━━━ Supplied text

Willie Nelson takes a drag off a joint while relaxing...

Willie Nelson takes a drag off a joint while relaxing at his home in Texas, 2000s. A large amount of marijuana is spread out on the table before him. Credit: Getty Images / Hulton Archive

Country music legend Willie Nelson, who gave up cigarettes in 1978 and became an iconic force for the legalization of marijuana, says health issues have compelled him to stop smoking the herb with which he has long been associated.

"I had abused my lungs quite a bit in the past, so breathing is a little more difficult these days," the 86-year-old musician told San Antonio's KSAT-TV while on a two-night concert stand in that Texas city Nov. 25-26. "And I have to be careful. I've mistreated myself since I was this big," he said, indicating the height of a youth. "I started smoking cedar bark, and it went from that to cigarettes to whatever. And that almost killed me."

The Country Music Hall of Famer and nine-time Grammy winner added, "I don't smoke anymore. I take better care of myself today than I did" in younger days.

Nelson has recalled first smoking marijuana in 1954, and told Rolling Stone magazine in April that it had "saved my life, really," contending that he would not still be alive "if I'd have kept drinking and smoking like I was when I was 30, 40 years old. I think that weed kept me from wanting to kill people. And probably kept a lot of people from wanting to kill me, too — out there drunk, running around."

Perhaps the most prominent face of the cannabis industry — which includes smokable and edible marijuana, and such infusion products as CBD or Cannabidiol, a nonintoxicating chemical compound found in cannabis and hemp that is sometimes used medicinally — Nelson launched the company's Willie's Reserve in 2015. Last year it won the trade magazine Cashinbis' Best of Cannabis Award for pre-rolled marijuana joints.

Nelson — who wrote such classics as Patsy Cline's "Crazy" and has written and performed such hits as "On the Road Again" and his and Waylon Jennings' "Good Hearted Woman" — continues a full schedule of touring, though he has canceled several shows since 2017 due to health issues. The icon performed with his friend, Grammy winner Kacey Musgraves, at last month's CMA Awards in Nashville, Tennessee. He last played Long Island with a Northwell Health at Jones Beach Theater concert on Sept. 9, 2017, as headliner of Willie Nelson and Blackbird Present: Outlaw Music Festival.

━━━━━━

> **Exercise brief**
Answer these questions from the Willie Nelson article above:
(a) In what year did Nelson give up cigarettes?
(b) What did Nelson say he started smoking before cigarettes?
(c) In what year did Nelson launch Willie's Reserve?

━━━ Excerpted records

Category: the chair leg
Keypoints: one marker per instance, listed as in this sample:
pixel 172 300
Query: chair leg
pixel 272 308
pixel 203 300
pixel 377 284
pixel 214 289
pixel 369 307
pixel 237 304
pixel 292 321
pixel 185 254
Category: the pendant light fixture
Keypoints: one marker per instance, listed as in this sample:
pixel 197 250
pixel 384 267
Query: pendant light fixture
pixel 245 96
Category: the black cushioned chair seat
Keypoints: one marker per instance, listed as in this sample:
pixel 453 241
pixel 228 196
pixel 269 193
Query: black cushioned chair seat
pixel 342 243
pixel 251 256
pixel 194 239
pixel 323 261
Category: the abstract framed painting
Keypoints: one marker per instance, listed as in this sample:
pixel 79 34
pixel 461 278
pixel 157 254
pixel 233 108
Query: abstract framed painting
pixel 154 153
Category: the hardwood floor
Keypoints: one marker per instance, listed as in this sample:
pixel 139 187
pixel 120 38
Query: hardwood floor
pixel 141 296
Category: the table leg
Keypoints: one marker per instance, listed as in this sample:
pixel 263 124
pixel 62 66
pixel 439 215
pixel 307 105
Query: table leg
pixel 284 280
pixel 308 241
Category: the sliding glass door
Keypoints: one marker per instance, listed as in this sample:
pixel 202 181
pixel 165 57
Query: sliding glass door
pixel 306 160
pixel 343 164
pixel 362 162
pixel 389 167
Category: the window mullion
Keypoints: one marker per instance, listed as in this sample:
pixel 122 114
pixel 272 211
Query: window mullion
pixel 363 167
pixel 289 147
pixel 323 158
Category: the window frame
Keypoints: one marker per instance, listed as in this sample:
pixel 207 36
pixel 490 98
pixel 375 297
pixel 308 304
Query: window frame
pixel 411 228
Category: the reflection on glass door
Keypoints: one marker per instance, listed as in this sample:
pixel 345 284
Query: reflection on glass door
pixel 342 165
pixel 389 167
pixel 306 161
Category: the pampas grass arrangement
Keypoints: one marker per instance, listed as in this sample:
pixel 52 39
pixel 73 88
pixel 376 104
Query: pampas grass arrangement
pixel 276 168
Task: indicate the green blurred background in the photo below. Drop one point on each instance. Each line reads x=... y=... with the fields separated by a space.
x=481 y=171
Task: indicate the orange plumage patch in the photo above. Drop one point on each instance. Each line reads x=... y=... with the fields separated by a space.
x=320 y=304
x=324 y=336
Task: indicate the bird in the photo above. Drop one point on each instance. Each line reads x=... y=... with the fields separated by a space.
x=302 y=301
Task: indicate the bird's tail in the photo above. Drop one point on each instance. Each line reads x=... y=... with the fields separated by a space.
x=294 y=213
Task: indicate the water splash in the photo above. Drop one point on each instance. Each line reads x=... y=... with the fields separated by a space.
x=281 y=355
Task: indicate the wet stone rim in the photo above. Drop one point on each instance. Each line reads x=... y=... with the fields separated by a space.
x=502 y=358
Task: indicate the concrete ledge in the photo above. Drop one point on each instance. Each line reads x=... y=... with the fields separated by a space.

━━━━━━

> **Output for this task**
(a) 1978
(b) Cedar bark
(c) 2015